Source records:
══════════

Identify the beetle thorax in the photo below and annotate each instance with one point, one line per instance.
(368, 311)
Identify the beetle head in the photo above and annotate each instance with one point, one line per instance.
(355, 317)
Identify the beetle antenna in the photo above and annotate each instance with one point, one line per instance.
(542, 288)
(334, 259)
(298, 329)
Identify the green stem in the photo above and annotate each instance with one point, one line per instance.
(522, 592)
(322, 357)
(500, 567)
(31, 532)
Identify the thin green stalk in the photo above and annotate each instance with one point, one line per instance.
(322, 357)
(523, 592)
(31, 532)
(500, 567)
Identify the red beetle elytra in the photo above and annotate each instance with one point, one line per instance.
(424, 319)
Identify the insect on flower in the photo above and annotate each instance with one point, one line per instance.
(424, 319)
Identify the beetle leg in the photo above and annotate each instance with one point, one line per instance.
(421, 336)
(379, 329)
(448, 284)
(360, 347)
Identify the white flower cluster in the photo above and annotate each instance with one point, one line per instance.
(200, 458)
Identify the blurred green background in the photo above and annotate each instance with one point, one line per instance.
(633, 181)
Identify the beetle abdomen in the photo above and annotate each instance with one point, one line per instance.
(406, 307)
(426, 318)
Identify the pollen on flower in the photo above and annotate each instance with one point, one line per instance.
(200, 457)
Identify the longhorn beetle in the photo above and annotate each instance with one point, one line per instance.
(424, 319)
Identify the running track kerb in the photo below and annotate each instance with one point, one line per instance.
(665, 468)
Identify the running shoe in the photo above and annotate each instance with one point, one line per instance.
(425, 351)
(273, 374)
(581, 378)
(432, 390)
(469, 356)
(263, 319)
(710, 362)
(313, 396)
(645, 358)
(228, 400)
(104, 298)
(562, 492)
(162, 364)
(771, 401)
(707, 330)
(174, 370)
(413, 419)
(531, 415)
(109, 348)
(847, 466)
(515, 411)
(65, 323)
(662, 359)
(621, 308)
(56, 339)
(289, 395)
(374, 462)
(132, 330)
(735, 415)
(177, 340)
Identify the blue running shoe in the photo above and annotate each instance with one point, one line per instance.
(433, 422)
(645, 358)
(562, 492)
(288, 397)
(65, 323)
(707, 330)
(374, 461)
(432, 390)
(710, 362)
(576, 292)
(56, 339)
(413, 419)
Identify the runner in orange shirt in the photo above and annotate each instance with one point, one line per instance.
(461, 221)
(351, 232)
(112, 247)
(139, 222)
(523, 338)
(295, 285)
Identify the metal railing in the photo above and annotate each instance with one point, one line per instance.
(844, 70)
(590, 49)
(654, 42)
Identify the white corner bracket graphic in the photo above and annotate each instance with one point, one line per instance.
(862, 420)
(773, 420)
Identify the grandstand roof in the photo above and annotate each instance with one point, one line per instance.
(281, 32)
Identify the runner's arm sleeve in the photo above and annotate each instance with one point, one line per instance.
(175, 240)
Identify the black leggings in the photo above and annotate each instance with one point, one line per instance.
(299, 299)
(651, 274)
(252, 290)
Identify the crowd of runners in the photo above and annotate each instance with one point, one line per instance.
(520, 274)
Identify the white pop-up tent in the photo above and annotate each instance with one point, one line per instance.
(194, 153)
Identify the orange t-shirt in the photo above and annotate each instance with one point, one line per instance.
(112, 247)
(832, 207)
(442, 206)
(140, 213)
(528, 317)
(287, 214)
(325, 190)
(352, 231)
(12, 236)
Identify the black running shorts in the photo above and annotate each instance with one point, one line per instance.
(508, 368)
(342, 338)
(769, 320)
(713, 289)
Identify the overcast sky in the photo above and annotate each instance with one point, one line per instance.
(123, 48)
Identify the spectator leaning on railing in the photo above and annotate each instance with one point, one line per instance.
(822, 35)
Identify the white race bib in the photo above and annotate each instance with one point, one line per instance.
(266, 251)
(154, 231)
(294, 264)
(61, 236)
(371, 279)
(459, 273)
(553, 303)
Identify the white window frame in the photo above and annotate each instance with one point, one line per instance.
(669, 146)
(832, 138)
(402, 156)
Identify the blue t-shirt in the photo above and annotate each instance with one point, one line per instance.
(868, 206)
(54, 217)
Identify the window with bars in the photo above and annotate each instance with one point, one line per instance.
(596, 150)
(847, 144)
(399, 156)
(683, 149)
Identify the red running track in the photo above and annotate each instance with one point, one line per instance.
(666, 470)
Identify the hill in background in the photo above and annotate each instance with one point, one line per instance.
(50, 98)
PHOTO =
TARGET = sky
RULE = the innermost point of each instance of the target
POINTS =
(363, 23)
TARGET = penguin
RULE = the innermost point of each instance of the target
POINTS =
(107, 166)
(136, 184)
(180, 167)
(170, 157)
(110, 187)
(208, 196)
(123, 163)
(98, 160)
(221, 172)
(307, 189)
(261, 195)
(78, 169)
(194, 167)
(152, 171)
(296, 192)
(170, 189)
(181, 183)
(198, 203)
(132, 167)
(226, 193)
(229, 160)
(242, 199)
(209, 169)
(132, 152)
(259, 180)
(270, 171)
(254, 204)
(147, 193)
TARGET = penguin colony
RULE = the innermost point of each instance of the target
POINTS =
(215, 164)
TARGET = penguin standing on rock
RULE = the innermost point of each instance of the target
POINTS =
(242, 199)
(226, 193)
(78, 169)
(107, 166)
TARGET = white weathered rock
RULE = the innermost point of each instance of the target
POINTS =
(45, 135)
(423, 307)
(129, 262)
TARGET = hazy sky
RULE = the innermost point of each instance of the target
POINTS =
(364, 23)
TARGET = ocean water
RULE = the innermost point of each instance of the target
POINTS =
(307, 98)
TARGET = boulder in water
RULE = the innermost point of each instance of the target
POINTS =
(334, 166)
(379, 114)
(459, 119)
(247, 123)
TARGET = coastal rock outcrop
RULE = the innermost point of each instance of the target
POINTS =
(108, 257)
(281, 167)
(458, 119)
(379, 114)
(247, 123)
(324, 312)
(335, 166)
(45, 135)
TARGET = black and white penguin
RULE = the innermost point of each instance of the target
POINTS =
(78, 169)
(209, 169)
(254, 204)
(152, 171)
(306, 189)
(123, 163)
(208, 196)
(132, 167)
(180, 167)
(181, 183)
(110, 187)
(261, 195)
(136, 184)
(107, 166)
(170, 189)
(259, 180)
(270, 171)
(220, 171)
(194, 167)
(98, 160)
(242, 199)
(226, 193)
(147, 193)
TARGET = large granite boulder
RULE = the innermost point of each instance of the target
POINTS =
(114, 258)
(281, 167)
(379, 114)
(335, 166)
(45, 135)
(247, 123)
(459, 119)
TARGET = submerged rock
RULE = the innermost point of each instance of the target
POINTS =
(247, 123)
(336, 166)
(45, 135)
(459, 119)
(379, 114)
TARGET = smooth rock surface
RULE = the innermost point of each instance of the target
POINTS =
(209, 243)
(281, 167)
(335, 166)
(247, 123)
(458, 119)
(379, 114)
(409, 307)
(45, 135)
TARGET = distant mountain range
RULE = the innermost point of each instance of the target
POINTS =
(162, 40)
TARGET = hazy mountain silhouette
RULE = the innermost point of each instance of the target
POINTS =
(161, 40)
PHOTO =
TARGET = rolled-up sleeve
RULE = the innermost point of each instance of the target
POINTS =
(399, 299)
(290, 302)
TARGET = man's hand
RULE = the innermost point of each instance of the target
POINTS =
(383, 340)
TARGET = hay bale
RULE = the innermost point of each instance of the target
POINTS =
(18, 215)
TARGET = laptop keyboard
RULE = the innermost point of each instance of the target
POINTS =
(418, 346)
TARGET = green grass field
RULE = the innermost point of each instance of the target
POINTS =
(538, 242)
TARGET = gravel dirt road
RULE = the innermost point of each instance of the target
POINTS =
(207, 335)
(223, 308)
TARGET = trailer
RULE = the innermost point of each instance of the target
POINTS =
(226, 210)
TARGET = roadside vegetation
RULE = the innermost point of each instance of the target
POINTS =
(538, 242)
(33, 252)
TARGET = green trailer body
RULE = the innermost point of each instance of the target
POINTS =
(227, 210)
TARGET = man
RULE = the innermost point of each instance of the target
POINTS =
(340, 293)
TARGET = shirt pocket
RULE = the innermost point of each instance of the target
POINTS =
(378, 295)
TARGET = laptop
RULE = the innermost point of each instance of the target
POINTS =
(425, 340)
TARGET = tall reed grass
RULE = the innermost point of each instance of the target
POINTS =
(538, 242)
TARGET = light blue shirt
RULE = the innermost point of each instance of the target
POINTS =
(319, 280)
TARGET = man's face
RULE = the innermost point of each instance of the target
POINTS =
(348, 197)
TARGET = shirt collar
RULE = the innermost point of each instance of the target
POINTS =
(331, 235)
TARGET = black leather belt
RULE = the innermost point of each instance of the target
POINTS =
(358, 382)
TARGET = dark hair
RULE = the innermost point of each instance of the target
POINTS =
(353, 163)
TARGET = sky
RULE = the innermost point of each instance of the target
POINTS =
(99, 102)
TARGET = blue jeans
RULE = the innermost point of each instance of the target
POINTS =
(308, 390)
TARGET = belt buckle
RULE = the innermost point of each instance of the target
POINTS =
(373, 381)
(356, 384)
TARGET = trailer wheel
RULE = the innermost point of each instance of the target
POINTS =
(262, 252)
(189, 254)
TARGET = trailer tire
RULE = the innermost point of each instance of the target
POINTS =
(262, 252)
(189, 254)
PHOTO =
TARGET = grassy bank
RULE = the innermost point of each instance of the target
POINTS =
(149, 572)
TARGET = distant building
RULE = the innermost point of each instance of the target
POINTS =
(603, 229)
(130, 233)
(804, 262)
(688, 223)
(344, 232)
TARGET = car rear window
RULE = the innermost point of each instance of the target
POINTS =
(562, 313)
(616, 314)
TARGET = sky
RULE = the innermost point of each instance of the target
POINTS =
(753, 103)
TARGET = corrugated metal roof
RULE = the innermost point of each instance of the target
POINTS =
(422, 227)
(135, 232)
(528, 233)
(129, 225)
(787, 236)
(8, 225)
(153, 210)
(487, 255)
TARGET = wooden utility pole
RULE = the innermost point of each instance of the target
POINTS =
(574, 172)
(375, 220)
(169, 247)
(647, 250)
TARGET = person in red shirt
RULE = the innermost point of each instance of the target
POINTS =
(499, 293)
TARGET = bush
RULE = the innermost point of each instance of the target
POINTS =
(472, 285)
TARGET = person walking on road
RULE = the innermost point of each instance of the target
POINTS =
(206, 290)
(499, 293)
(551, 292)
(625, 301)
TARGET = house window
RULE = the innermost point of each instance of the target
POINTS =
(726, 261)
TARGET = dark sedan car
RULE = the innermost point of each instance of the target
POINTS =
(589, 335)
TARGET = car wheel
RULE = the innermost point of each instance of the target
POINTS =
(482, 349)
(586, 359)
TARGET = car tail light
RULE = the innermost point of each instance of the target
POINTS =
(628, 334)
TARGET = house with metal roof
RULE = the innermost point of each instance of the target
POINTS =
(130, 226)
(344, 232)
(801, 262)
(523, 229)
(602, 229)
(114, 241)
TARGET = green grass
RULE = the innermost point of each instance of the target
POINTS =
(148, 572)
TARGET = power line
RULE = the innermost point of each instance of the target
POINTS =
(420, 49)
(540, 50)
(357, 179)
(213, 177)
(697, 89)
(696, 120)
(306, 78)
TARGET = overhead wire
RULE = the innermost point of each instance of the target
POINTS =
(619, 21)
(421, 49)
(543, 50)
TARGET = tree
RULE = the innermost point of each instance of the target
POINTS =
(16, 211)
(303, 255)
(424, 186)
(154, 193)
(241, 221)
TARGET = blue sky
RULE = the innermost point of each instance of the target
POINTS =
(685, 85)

══════════

[Problem details] The lines above that hold the word "rock" should be found and copied out.

[Answer section]
TARGET = penguin standing on rock
TARGET = white weathered rock
TARGET = coastal rock outcrop
TARGET = submerged rock
TARGET = smooth rock surface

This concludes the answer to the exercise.